* **TASK OBJECTIVE**: Working from the records below, repeat exactly the lines starting at the line that contains "TARGET: the cream patio umbrella" and ending at the line that contains "TARGET: the man in white polo shirt", inclusive.

------ RECORDED DATA

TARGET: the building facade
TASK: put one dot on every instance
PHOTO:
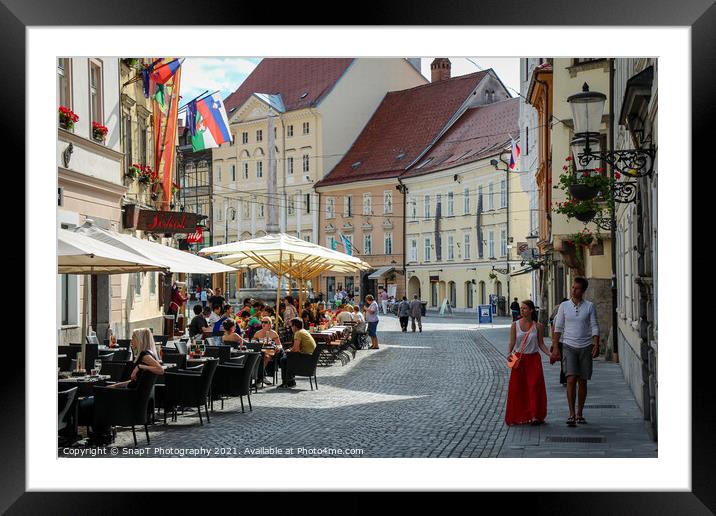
(636, 127)
(90, 186)
(465, 215)
(364, 195)
(299, 117)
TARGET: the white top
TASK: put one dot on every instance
(577, 323)
(531, 344)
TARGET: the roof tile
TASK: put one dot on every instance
(291, 78)
(405, 123)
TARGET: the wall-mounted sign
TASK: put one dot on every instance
(196, 238)
(161, 221)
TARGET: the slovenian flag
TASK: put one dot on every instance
(211, 126)
(514, 154)
(161, 73)
(347, 245)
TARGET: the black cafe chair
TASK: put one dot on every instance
(65, 401)
(301, 364)
(235, 380)
(118, 370)
(124, 407)
(188, 389)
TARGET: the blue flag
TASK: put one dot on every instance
(347, 244)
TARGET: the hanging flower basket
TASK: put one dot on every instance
(585, 216)
(68, 118)
(582, 192)
(99, 132)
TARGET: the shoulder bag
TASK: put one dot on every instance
(513, 360)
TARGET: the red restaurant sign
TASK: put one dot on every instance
(167, 221)
(195, 238)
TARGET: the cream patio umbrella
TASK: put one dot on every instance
(286, 255)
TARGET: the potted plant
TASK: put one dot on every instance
(99, 131)
(68, 118)
(583, 211)
(586, 184)
(133, 171)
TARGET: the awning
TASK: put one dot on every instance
(168, 257)
(80, 254)
(381, 272)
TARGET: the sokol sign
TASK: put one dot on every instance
(166, 221)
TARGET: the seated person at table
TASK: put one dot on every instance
(346, 314)
(146, 363)
(267, 335)
(302, 343)
(198, 323)
(230, 336)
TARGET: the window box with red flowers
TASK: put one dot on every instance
(68, 118)
(147, 176)
(99, 132)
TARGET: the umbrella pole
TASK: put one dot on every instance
(278, 286)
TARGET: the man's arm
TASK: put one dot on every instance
(557, 331)
(595, 331)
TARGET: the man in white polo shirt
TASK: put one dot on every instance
(575, 325)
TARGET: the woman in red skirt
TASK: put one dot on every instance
(527, 395)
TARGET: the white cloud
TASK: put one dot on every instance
(213, 73)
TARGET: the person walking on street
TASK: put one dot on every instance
(404, 314)
(371, 317)
(526, 393)
(416, 311)
(576, 327)
(562, 378)
(384, 301)
(515, 308)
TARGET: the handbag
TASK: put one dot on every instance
(514, 359)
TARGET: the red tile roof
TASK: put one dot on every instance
(480, 132)
(406, 122)
(291, 78)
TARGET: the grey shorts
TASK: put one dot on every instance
(577, 361)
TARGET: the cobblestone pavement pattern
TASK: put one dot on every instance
(440, 393)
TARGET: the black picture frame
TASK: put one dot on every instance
(700, 15)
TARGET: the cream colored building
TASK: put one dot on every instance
(363, 197)
(90, 186)
(314, 120)
(455, 253)
(312, 110)
(568, 77)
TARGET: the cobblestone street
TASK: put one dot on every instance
(440, 393)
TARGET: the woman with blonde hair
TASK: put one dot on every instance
(145, 350)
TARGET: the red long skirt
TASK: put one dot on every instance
(526, 394)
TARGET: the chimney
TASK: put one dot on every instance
(440, 69)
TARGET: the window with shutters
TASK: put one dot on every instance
(388, 243)
(367, 207)
(64, 81)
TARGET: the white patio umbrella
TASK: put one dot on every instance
(286, 255)
(172, 259)
(80, 254)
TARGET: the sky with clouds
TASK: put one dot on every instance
(226, 74)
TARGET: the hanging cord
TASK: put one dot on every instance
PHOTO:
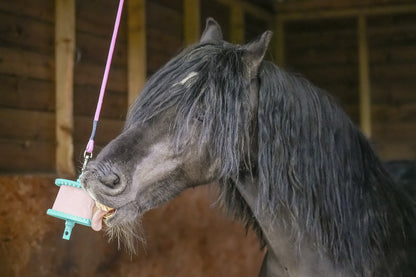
(90, 145)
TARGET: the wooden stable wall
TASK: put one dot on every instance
(325, 48)
(317, 38)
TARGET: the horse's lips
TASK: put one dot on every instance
(100, 211)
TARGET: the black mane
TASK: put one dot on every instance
(312, 161)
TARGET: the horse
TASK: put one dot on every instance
(288, 161)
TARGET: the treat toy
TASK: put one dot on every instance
(73, 204)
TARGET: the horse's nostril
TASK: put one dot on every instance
(110, 180)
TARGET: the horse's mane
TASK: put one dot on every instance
(312, 161)
(316, 164)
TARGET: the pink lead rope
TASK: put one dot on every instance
(90, 145)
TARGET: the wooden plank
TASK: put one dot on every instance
(346, 12)
(250, 8)
(291, 6)
(85, 102)
(192, 21)
(136, 48)
(91, 74)
(364, 77)
(27, 33)
(26, 156)
(107, 129)
(64, 76)
(236, 23)
(26, 63)
(40, 10)
(27, 93)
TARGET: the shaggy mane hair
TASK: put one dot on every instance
(311, 160)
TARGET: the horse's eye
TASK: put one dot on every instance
(200, 116)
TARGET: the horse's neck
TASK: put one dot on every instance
(286, 255)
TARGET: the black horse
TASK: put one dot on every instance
(288, 161)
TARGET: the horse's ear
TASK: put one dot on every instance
(256, 50)
(212, 32)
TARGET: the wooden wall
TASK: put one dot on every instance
(27, 134)
(184, 232)
(325, 51)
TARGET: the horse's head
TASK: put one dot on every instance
(190, 125)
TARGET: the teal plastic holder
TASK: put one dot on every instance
(70, 219)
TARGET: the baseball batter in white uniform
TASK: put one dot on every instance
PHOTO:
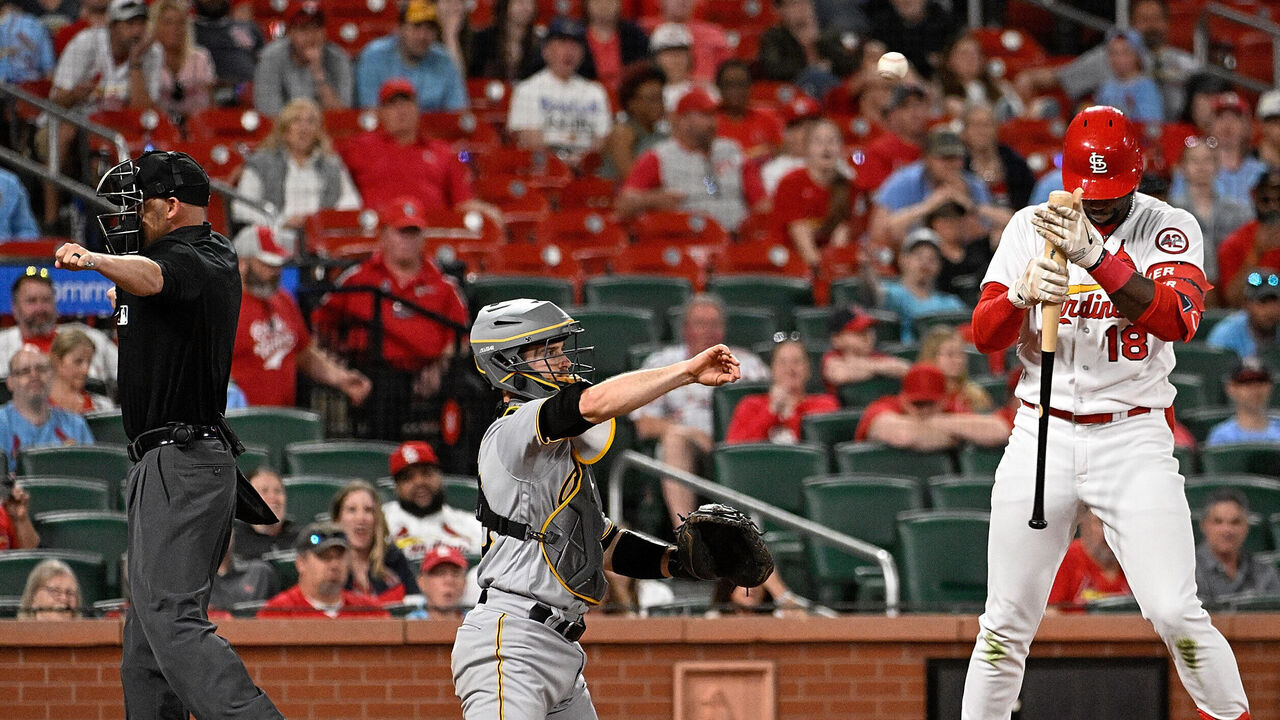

------------

* **EXERCISE RESULT**:
TARGET: the cream patio umbrella
TASK: put one dot on every instance
(286, 255)
TARGET: the potted plant
TASK: put one dot on every instance
(99, 131)
(68, 118)
(583, 211)
(586, 184)
(133, 171)
TARGET: the awning
TASK: put one dot on every instance
(168, 257)
(80, 254)
(381, 272)
TARGET: the sokol sign
TASK: put one dot on every instance
(166, 221)
TARGET: the seated person at table
TASK: put one dot on every instance
(346, 314)
(146, 363)
(267, 335)
(302, 343)
(198, 323)
(230, 336)
TARGET: the window box with red flowers
TASK: put one dot on every instance
(68, 118)
(147, 176)
(99, 132)
TARGET: the umbrella pole
TASK: put one dot on every instance
(278, 286)
TARGET: the man's arm
TASK: put one dot on every instance
(557, 331)
(595, 331)
TARGET: the man in white polo shirt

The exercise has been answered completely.